## Data shown:
☆ ☆ ☆ ☆
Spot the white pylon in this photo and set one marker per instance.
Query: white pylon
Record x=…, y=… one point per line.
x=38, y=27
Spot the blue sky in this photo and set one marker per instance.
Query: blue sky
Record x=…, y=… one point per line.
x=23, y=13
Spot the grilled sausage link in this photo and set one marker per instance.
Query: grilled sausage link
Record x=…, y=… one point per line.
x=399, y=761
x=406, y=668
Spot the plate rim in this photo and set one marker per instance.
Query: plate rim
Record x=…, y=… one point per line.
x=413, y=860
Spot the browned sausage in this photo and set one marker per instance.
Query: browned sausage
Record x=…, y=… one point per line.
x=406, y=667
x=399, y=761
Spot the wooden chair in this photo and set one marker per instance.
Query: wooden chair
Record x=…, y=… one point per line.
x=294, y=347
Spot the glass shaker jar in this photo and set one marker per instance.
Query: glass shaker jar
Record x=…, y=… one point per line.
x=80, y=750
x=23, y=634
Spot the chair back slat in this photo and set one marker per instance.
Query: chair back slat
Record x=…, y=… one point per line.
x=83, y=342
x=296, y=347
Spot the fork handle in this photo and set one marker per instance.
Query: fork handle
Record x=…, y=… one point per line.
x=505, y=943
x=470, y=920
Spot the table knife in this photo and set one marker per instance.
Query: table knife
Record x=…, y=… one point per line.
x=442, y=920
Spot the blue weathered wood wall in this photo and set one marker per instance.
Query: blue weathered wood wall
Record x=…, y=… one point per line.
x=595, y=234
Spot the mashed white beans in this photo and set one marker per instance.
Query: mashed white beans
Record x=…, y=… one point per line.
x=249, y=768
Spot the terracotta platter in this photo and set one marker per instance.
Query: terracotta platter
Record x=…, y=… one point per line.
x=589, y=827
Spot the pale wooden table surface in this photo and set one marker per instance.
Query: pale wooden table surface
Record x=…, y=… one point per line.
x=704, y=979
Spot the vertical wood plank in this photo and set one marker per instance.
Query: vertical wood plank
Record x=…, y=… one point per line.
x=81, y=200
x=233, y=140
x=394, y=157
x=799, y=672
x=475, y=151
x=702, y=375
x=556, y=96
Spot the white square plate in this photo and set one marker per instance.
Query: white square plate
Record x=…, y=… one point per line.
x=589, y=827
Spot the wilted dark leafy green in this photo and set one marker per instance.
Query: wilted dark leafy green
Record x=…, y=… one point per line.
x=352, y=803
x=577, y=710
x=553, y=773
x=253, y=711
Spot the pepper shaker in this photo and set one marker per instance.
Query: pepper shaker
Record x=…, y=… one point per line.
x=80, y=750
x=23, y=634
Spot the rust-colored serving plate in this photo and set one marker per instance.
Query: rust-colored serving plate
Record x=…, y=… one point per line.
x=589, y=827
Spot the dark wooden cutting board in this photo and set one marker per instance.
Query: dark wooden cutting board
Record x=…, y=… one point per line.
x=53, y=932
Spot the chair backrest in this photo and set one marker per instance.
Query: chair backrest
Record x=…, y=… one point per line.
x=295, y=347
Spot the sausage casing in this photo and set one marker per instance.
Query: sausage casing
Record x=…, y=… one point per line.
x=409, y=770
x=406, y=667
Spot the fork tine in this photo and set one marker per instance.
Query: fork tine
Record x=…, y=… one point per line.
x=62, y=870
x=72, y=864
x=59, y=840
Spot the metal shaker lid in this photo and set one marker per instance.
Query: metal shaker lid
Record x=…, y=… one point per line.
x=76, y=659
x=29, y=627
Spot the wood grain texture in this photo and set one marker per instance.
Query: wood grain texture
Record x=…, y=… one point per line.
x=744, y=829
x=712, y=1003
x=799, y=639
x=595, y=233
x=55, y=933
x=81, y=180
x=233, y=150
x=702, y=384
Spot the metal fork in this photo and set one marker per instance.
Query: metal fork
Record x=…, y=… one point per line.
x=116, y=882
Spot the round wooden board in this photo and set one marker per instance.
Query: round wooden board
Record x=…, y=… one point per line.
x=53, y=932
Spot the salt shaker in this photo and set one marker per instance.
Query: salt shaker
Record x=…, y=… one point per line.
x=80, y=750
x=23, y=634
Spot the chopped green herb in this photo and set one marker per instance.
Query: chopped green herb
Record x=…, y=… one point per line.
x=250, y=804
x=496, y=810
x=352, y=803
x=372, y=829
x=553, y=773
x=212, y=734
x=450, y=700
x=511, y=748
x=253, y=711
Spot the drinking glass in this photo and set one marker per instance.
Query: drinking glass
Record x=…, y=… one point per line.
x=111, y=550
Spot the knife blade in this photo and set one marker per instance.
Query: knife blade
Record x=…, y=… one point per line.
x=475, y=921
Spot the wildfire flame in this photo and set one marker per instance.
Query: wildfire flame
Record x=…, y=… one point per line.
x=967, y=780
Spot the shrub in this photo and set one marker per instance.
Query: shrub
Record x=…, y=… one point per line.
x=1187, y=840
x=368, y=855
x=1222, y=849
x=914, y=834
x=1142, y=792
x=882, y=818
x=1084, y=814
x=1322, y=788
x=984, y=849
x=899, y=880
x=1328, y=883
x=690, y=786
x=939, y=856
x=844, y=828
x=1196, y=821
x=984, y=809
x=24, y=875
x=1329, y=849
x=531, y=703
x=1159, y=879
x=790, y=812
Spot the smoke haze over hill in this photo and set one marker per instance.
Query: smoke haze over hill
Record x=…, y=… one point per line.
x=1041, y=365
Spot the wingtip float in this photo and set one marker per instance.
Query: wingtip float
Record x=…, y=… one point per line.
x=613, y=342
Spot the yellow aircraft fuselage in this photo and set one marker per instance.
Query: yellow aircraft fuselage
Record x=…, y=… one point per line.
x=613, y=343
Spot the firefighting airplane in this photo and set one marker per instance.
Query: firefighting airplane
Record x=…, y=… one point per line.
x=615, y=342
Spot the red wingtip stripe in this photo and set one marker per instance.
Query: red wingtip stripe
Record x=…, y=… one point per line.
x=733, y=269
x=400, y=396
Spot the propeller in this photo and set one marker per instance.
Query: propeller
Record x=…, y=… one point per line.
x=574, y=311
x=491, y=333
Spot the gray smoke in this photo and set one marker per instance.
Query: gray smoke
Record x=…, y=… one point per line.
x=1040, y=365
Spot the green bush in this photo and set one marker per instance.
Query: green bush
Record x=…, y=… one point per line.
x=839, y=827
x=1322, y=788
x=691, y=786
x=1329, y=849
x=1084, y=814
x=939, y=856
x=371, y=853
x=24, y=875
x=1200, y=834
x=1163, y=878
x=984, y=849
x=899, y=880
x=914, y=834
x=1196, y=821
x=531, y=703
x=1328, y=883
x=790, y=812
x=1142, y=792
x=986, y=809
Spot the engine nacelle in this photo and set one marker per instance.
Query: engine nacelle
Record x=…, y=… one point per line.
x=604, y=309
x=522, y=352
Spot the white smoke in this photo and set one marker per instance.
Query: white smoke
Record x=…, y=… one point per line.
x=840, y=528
☆ ☆ ☆ ☆
## The exercise:
Starting with the line that contains "Spot the gray", repeat each line through the last one exactly as it appears. Include both ends and nothing more.

## Expected answer:
Spot the gray smoke in this photo and set one marker per instance.
Query: gray smoke
Record x=…, y=… one point per line.
x=1040, y=365
Spot the green bush in this photo and set one marker per instance.
Query: green bush
Record x=…, y=… one point per line.
x=839, y=827
x=1322, y=788
x=691, y=786
x=1329, y=849
x=1084, y=814
x=939, y=856
x=371, y=853
x=24, y=875
x=1200, y=834
x=1163, y=878
x=984, y=849
x=899, y=880
x=914, y=834
x=1196, y=821
x=531, y=703
x=1328, y=883
x=790, y=812
x=1142, y=792
x=986, y=809
Spot the engine nacelle in this photo and set one marker per instance.
Query: engine nacelle
Record x=…, y=… one point per line.
x=604, y=309
x=522, y=352
Spot the white smoke in this photo and set one marker per instance.
Query: white smoke
Record x=…, y=… one point per line.
x=840, y=528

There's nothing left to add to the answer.